— Start of Supplied information —
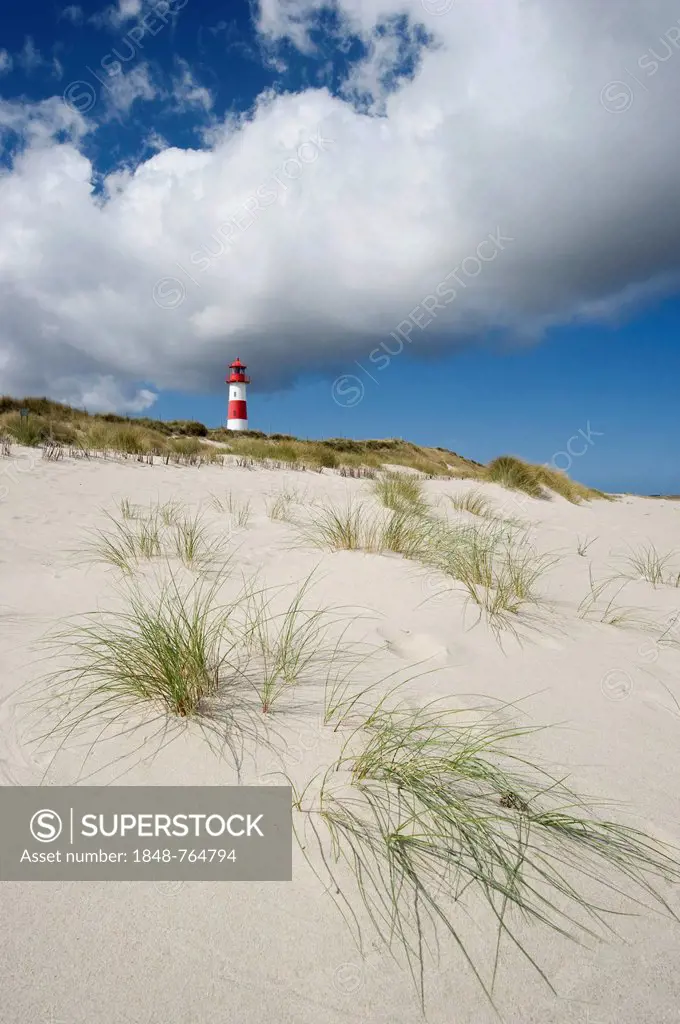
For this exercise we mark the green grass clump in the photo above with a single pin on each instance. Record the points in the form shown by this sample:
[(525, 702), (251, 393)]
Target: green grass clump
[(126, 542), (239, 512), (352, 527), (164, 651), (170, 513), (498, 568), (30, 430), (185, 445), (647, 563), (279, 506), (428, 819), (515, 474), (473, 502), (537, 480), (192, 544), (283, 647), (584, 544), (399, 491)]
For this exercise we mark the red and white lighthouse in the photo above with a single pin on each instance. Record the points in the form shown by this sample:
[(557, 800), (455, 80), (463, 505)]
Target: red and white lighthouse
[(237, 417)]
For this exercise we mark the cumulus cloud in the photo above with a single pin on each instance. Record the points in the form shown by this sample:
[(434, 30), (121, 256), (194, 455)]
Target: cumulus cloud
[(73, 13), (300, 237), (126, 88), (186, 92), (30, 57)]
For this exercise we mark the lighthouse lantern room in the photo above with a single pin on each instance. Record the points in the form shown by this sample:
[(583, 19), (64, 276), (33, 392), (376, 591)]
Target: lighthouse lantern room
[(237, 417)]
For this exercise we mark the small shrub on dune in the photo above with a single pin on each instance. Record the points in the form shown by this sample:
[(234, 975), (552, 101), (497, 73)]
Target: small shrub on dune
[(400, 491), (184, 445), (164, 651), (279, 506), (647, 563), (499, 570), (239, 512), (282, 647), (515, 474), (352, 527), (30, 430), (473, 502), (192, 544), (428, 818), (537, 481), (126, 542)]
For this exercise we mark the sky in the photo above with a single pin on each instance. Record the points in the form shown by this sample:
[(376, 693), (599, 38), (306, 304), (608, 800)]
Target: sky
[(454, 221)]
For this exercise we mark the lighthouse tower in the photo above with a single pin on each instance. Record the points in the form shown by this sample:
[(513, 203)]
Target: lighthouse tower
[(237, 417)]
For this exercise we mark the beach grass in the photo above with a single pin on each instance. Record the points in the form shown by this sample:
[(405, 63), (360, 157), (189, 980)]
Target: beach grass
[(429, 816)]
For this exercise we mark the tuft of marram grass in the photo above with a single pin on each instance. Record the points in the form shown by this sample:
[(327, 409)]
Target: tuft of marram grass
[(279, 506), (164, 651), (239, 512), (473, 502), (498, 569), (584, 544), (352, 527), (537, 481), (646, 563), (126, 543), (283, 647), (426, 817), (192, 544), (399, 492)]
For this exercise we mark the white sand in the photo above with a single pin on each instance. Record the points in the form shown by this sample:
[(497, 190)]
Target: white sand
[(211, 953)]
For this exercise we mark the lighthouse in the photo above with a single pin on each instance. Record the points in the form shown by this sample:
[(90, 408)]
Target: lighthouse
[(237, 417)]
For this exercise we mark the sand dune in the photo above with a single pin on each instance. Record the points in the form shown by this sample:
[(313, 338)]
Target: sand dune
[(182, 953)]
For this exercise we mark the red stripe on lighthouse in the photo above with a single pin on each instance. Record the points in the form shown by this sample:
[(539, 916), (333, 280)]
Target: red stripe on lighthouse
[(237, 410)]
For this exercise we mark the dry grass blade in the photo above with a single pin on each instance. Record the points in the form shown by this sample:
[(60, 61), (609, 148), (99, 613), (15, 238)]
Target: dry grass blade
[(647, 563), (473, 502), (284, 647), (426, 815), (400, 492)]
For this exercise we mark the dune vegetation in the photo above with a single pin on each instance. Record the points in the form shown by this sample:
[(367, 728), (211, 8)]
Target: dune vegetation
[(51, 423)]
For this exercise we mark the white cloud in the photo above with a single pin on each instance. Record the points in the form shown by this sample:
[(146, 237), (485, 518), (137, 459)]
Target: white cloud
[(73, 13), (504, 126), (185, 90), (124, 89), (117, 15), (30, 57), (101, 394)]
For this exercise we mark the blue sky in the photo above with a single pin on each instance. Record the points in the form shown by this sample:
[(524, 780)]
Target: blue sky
— End of Supplied information —
What you will do
Copy the listing above line for line, exactly as it stands, but leave out the pictures.

Written reply
For this exercise we mark the green grass clump in the photo above with a single pin on each instance. Record the points in the form shown by this sample:
[(525, 702), (251, 393)]
Target: green grass clump
[(126, 542), (239, 512), (352, 527), (164, 651), (170, 513), (498, 568), (30, 430), (185, 445), (647, 563), (279, 506), (428, 819), (515, 474), (473, 502), (537, 480), (192, 544), (283, 647), (584, 544), (399, 491)]
For this exercise we mark the red and white lighthouse in the photo above with a single pin on each instance. Record the points in the form shown by this sample:
[(557, 800), (455, 80), (463, 505)]
Target: red and white lighthouse
[(237, 417)]
For this exercise we mark the cumulus cloud in the photo above with a single pin on each instance. Record the points in the form shown by this sample:
[(434, 30), (121, 256), (194, 455)]
Target: cumulus cloud
[(73, 13), (300, 237), (126, 88), (186, 92), (30, 57)]
For this exercise we mark the lighthouse lantern room in the photo above with a single pin on each instance. Record the points in the form shown by this sample:
[(583, 19), (64, 276), (33, 392), (376, 591)]
Target: lighthouse lantern room
[(237, 417)]
For this exercise we mark the small shrub on dune in the photo above with a single pin on each instance. Record the points in the form shown by this sample:
[(234, 975), (552, 101), (497, 73)]
Target: small shrub on dune
[(400, 491), (184, 445), (164, 651), (279, 506), (647, 563), (499, 570), (239, 512), (282, 647), (515, 474), (352, 527), (30, 430), (473, 502), (192, 544), (428, 818), (537, 481), (126, 542)]
For this exercise we mark the sky in the photo above with a single pin on each instance. Record the points in the form shown by this sample:
[(376, 693), (599, 38), (306, 304), (608, 800)]
Target: sky
[(454, 221)]
For this exercise we mark the lighthouse tower in the photo above with a single pin on each instance. Record the points in the form shown by this sample:
[(513, 203)]
Target: lighthouse tower
[(237, 417)]
For this exercise we mark the beach grass in the photo above with a single pin on each instance. Record the points in the form shown by this sample:
[(405, 63), (360, 157), (189, 980)]
Target: beach grass
[(429, 816)]
For this exercise we mark the tuft of marram grass in the photo above with a single pin on each instance. Record the points in the form shown by this sample:
[(327, 409)]
Target: tuft of marram grass
[(279, 506), (164, 651), (239, 512), (473, 502), (498, 569), (584, 544), (352, 527), (537, 481), (646, 563), (126, 543), (283, 647), (426, 817), (192, 544), (399, 492)]
For this exercise we mark the white sand in the photo above with a single pin on each instance. Record the points in the form shown by this sample:
[(497, 190)]
Target: white sand
[(211, 953)]
For this exercise we mark the lighthouse in the photo above with a single pin on each instance. Record the points in the form shown by this sample:
[(90, 408)]
Target: lighthouse
[(237, 417)]
For this exercise we mark the sand dune in the photo above with a single pin on each instance. Record the points in the form shown by this sample:
[(313, 338)]
Target: sand dune
[(182, 953)]
For this exercise we mark the red stripe on lighthouse in the photo above with a single pin on each instance. Record the points in the form shown by this sample:
[(539, 916), (333, 280)]
Target: red stripe on lighthouse
[(237, 410)]
For this exercise we mark the dry grass blade in the photo above with a single pin on each instance. Record the points in the form shown by this sample:
[(60, 61), (609, 148), (99, 613), (15, 238)]
Target: dry grass blade
[(647, 563), (473, 502), (284, 647), (426, 815), (400, 492)]
For this exercise we mark the dune vegetation in the photo above with a single pin on each instance. Record the points in the form shown by this sample:
[(367, 728), (211, 8)]
Target: dune vegetation
[(51, 423)]
For this exercise we mark the white cloud in the photo above with a single pin on each instance. Record the points in the form shown by this sample:
[(146, 237), (485, 518), (137, 459)]
Target: white cloud
[(73, 13), (504, 126), (185, 90), (124, 89), (117, 15), (30, 57), (101, 394)]
For this exercise we mark the blue sky in the photo above with a single pin on each instance. Record the points in the form shown by this sample:
[(524, 780)]
Target: blue sky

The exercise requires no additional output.